┌──
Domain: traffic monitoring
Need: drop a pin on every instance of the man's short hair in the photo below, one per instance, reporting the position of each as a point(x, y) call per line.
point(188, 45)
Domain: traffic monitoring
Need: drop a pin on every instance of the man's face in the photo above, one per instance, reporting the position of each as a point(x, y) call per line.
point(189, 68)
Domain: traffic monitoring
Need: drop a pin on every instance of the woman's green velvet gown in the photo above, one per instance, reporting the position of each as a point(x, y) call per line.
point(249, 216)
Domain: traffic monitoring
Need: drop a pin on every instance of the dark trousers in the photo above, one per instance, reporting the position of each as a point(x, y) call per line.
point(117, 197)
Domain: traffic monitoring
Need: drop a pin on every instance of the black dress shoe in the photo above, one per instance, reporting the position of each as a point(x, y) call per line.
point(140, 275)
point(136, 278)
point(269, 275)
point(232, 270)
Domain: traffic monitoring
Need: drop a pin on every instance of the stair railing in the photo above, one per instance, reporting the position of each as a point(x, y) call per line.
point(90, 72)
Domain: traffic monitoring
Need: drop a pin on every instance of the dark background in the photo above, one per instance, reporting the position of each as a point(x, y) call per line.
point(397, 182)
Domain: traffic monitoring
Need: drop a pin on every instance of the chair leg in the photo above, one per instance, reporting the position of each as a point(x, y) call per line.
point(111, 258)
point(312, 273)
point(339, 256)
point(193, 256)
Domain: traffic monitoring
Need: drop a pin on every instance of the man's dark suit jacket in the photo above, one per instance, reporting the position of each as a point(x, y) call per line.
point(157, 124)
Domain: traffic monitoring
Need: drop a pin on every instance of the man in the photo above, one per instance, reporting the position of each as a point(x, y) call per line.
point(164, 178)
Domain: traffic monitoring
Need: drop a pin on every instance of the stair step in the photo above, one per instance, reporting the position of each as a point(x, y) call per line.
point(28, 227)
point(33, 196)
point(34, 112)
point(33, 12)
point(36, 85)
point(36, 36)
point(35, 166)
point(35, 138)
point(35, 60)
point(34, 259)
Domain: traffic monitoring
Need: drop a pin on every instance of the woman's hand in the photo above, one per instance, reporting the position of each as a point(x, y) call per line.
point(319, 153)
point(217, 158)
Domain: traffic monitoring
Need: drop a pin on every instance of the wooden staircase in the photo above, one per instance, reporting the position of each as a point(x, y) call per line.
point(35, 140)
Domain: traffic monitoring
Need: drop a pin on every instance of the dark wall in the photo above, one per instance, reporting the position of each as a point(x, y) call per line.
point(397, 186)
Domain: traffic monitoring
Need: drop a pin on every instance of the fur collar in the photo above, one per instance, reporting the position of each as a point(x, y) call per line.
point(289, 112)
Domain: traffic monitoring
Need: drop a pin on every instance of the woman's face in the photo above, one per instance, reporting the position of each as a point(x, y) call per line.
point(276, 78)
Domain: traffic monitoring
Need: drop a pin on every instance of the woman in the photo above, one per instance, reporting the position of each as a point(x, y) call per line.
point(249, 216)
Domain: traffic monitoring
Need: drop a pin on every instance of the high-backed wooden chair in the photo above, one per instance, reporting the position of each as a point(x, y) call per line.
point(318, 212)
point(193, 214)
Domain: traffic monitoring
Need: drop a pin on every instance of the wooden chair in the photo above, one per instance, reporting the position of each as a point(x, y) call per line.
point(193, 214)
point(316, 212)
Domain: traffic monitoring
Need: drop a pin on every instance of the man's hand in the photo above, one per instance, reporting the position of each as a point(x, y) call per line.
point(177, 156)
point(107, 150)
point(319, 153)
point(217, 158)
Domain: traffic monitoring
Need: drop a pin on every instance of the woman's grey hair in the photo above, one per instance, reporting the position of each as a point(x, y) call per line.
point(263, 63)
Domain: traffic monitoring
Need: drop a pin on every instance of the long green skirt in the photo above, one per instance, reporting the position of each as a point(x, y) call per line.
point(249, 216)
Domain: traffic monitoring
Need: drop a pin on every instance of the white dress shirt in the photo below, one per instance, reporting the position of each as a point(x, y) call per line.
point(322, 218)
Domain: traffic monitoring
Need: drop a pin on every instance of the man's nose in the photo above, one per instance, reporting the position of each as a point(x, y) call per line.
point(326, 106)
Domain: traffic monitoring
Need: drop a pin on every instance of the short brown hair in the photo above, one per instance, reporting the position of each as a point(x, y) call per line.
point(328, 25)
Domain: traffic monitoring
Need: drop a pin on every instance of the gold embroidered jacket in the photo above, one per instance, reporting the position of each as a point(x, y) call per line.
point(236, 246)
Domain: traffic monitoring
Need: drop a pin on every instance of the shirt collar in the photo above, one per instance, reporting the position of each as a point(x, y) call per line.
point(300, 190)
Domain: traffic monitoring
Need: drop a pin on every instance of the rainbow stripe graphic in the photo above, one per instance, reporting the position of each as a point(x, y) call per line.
└──
# [Exercise instructions]
Reproduce every one of the records above with "drop a pin on" replaced by "place a marker on" wherever it occurs, leaving the rest of each line unchanged.

# [Problem solution]
Domain: traffic monitoring
Need: place a marker on every instance of the man's short hair in the photo below, one per instance, reporting the position of each as a point(x, y) call per line.
point(188, 45)
Domain: traffic monitoring
Need: place a marker on every instance of the man's face in the photo above, one per instance, reporting the position of each as a point(x, y) call per line.
point(189, 68)
Domain: traffic monitoring
Need: place a marker on every instance of the woman's green velvet gown in the photo above, one per instance, reporting the position of each as a point(x, y) call per line.
point(249, 216)
Domain: traffic monitoring
Need: place a marker on every instance of the dark trousers in the photo above, one per instance, reporting the position of each as a point(x, y) call per line.
point(117, 197)
Domain: traffic monitoring
Need: place a marker on every instance of the black dress shoe in the photo above, one per instance, reporting the position of each as a point(x, y) call per line.
point(140, 275)
point(136, 278)
point(269, 275)
point(232, 270)
Domain: traffic monitoring
Need: place a marker on every instance of the stair railing in the photo above, one per instance, reporting the position of each as a point(x, y) call per line.
point(90, 72)
Domain: traffic monitoring
Need: place a marker on every instance of the dark background in the photo above, one per instance, reporting the position of each as a point(x, y) call per line.
point(397, 182)
Domain: traffic monitoring
Need: place a marker on every instance of the chair leg in the photo above, one per instance, reporting the position of each as a point(x, y) call per line.
point(111, 258)
point(312, 273)
point(339, 256)
point(193, 256)
Domain: traffic monitoring
Need: place a marker on every instance of the man's dark suit jacket in the photo above, one per instance, reporting the position of each as a point(x, y) call per line.
point(157, 124)
Domain: traffic monitoring
Need: place a marker on every instance of the man in the photo above, one per instance, reporting the position of each as a point(x, y) call per line.
point(164, 178)
Domain: traffic monitoring
Need: place a marker on every instance of the stair step in the photo above, one per instance, reporting the position of each as a point(x, y) call per line.
point(28, 227)
point(33, 196)
point(34, 112)
point(33, 12)
point(36, 85)
point(36, 36)
point(35, 166)
point(35, 138)
point(35, 60)
point(34, 259)
Domain: traffic monitoring
Need: place a marker on every instance of the woman's hand in the photo above, one per instance, reporting the position of each as a point(x, y) call per line.
point(319, 153)
point(217, 158)
Domain: traffic monitoring
Need: place a marker on every instance of the wooden staircase in the photo above, one per instance, reporting the position of each as a point(x, y) call per line.
point(35, 140)
Domain: traffic monitoring
Need: place a marker on every instance of the dark wall in the photo above, one per instance, reporting the position of each as a point(x, y) call per line.
point(397, 186)
Domain: traffic monitoring
Need: place a marker on every instance of the fur collar in the photo above, one per instance, reporting the position of each as a point(x, y) call per line.
point(289, 112)
Domain: traffic monitoring
Need: place a marker on every instance of the woman's face in the photo above, one per instance, reporting the position of each as a point(x, y) call per line.
point(276, 78)
Domain: traffic monitoring
Need: place a marker on every instance of the woman in the photo above, one per instance, reporting the position of each as a point(x, y) call per line.
point(249, 216)
Domain: traffic monitoring
Need: place a marker on every instance of the high-backed wooden chair in the photo above, one per instance, reporting the position of each as a point(x, y) call per line.
point(318, 212)
point(193, 214)
Domain: traffic monitoring
Need: place a marker on every instance of the wooden chair in the photo above, one per instance, reporting the position of each as a point(x, y) call per line.
point(193, 214)
point(316, 212)
Domain: traffic monitoring
Need: place a marker on every instance of the man's hand in the photo above, one per instance, reporting the position of each as a point(x, y) call per line.
point(177, 156)
point(107, 150)
point(319, 153)
point(217, 158)
Domain: traffic monitoring
Need: place a marker on every instance of the woman's grey hair in the photo above, one per instance, reporting the position of each as a point(x, y) call per line.
point(263, 63)
Domain: traffic monitoring
Need: place a marker on every instance of the long green skirt in the photo above, one per instance, reporting the position of each as a point(x, y) call per line.
point(249, 216)
Domain: traffic monitoring
Need: place a marker on every instance of the white dress shirt in the photo below, one per instance, reporting the position of each as a point(x, y) call per line.
point(322, 218)
Domain: traffic monitoring
Need: place a marker on every instance of the man's nose in the photo above, one per instance, reporting the position of each as a point(x, y) call per line.
point(326, 106)
Domain: traffic monitoring
Need: place a marker on every instance of the short brown hair in the photo above, one per instance, reporting the position of each as a point(x, y) call per line.
point(328, 25)
Domain: traffic monitoring
Need: place a marker on every instance of the gold embroidered jacket in the photo above, one per instance, reporting the position of each as a point(x, y) call per line.
point(236, 246)
Domain: traffic monitoring
Need: place a marker on every instance of the shirt collar in the photo above, one per instance, reporting the position of each as a point(x, y) call per line.
point(300, 190)
Domain: traffic monitoring
Need: place a marker on every instance of the rainbow stripe graphic in the photo above, one per instance, reporting the position of each as a point(x, y) call per line.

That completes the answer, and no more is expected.